----- Source data -----
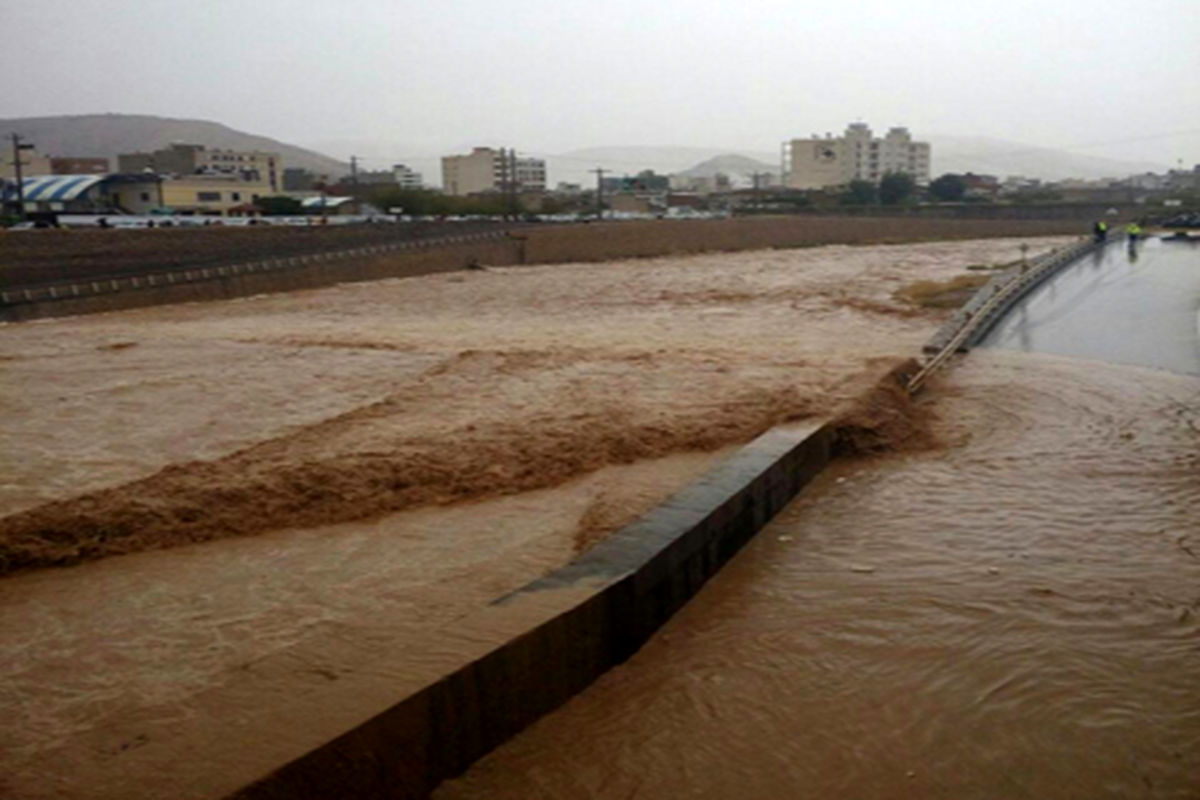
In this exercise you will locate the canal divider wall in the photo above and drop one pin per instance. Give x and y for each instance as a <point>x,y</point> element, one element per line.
<point>528,245</point>
<point>395,719</point>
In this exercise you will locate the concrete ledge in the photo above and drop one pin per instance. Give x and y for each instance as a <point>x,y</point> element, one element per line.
<point>563,632</point>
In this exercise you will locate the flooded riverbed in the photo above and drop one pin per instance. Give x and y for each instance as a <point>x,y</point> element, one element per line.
<point>1015,614</point>
<point>551,404</point>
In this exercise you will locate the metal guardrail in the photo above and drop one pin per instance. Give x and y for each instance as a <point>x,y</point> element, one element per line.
<point>1001,294</point>
<point>70,290</point>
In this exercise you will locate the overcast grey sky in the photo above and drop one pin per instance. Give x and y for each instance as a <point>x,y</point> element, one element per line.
<point>1107,78</point>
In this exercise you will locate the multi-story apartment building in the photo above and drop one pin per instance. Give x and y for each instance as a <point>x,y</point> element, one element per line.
<point>79,166</point>
<point>183,160</point>
<point>825,162</point>
<point>406,176</point>
<point>486,169</point>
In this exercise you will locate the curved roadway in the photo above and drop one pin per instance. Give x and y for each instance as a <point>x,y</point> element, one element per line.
<point>1138,306</point>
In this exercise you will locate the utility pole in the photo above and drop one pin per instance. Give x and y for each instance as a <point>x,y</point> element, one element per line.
<point>17,146</point>
<point>757,192</point>
<point>505,182</point>
<point>599,191</point>
<point>515,198</point>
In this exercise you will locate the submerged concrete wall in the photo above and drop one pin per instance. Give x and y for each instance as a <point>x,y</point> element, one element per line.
<point>531,245</point>
<point>563,632</point>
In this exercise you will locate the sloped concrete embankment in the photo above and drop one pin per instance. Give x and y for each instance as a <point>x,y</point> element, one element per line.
<point>531,245</point>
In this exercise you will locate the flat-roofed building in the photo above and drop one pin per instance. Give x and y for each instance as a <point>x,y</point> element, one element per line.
<point>181,160</point>
<point>406,176</point>
<point>210,194</point>
<point>79,166</point>
<point>487,169</point>
<point>831,161</point>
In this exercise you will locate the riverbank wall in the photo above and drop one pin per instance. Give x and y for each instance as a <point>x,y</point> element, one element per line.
<point>113,282</point>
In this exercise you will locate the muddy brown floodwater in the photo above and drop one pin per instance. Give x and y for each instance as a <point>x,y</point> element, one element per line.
<point>378,461</point>
<point>1015,614</point>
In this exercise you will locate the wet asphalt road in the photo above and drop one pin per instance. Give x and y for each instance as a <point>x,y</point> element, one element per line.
<point>1138,306</point>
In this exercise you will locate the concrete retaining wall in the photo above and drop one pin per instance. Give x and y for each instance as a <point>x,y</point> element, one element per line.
<point>532,245</point>
<point>564,631</point>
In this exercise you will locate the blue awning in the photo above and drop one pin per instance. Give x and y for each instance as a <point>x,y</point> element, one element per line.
<point>53,188</point>
<point>324,202</point>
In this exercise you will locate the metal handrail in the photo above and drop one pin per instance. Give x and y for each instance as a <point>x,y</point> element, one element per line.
<point>1001,294</point>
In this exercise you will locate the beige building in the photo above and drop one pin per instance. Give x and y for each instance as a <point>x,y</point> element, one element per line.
<point>210,194</point>
<point>826,162</point>
<point>486,169</point>
<point>185,160</point>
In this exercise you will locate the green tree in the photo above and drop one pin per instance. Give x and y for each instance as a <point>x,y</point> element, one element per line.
<point>948,188</point>
<point>895,188</point>
<point>859,192</point>
<point>280,205</point>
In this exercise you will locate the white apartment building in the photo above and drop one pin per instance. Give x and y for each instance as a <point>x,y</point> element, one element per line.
<point>826,162</point>
<point>406,176</point>
<point>486,169</point>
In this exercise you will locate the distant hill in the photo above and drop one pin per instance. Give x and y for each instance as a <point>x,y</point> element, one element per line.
<point>952,154</point>
<point>732,164</point>
<point>108,134</point>
<point>987,156</point>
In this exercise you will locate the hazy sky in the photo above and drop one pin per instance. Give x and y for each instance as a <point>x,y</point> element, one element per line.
<point>1115,79</point>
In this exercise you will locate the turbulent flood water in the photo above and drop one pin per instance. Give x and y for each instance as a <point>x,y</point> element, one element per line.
<point>1014,614</point>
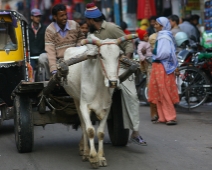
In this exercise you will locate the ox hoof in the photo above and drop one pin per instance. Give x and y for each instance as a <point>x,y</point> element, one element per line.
<point>102,161</point>
<point>85,158</point>
<point>94,162</point>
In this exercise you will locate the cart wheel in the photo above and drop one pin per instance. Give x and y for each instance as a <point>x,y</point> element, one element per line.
<point>118,135</point>
<point>23,121</point>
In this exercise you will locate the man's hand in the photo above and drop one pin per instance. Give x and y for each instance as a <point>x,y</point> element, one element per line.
<point>54,72</point>
<point>129,55</point>
<point>143,51</point>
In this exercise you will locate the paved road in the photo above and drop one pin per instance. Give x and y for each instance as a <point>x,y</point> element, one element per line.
<point>187,146</point>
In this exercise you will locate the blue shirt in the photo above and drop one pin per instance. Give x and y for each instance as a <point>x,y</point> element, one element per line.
<point>62,32</point>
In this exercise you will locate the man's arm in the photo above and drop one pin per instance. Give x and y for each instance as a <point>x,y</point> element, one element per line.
<point>80,37</point>
<point>126,46</point>
<point>50,49</point>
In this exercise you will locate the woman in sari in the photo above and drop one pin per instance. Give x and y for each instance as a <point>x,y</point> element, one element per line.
<point>162,86</point>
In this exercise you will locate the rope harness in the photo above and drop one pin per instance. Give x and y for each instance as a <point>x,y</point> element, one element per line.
<point>103,67</point>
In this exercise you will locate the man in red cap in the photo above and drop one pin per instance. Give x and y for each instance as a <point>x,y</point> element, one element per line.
<point>60,35</point>
<point>130,104</point>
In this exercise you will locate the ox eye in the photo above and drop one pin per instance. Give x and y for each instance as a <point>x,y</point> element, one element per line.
<point>101,56</point>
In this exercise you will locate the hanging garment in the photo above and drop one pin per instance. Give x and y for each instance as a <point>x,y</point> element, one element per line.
<point>131,6</point>
<point>145,9</point>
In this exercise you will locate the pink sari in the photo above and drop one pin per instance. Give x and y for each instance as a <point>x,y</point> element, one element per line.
<point>162,91</point>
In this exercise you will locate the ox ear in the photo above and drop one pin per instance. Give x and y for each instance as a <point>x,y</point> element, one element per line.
<point>126,37</point>
<point>93,37</point>
<point>90,41</point>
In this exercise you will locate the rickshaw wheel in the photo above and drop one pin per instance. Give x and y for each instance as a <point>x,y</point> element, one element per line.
<point>23,121</point>
<point>118,135</point>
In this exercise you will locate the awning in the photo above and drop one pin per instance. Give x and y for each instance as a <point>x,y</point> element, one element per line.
<point>146,9</point>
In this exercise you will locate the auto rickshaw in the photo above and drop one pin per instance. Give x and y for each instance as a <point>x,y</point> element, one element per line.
<point>14,60</point>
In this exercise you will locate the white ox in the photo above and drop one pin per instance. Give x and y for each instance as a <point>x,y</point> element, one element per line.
<point>89,83</point>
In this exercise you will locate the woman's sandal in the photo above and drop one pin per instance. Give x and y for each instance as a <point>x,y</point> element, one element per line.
<point>138,140</point>
<point>171,122</point>
<point>155,119</point>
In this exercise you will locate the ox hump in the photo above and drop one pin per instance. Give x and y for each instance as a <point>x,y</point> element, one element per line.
<point>74,51</point>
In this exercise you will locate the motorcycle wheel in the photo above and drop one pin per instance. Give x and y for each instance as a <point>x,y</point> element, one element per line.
<point>194,87</point>
<point>145,93</point>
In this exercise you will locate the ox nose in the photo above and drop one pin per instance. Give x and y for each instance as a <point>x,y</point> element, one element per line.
<point>113,84</point>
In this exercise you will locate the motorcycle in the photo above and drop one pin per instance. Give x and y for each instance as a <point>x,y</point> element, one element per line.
<point>195,67</point>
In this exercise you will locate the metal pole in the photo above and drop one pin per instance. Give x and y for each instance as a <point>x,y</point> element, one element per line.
<point>0,4</point>
<point>117,12</point>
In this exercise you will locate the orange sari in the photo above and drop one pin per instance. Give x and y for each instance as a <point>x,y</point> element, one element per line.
<point>162,91</point>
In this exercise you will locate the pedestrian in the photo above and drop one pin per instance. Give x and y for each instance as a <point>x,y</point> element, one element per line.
<point>144,49</point>
<point>36,36</point>
<point>124,28</point>
<point>130,104</point>
<point>195,22</point>
<point>162,89</point>
<point>77,17</point>
<point>60,35</point>
<point>84,27</point>
<point>153,107</point>
<point>189,29</point>
<point>151,30</point>
<point>174,21</point>
<point>144,24</point>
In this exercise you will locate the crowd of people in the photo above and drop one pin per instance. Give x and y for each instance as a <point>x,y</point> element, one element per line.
<point>155,42</point>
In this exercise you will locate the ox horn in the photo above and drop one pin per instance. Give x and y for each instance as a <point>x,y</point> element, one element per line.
<point>126,37</point>
<point>90,41</point>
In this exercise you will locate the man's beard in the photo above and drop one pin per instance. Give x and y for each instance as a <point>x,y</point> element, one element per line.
-----
> **How to complete this task**
Give again, word for word, every line from the one holding "In this exercise you will locate the ox horn" to the end of the data.

> **Result of the task**
In this exercise you will locate the ox horn in the photo above and drop one pin per instance. Give x and y for each instance as a <point>x,y</point> element, one element per line.
<point>126,37</point>
<point>90,41</point>
In this exercise you will locate the man's beard in the photo above and drop one pin per instance. Give x and y for each instance as a <point>x,y</point> element, one element per line.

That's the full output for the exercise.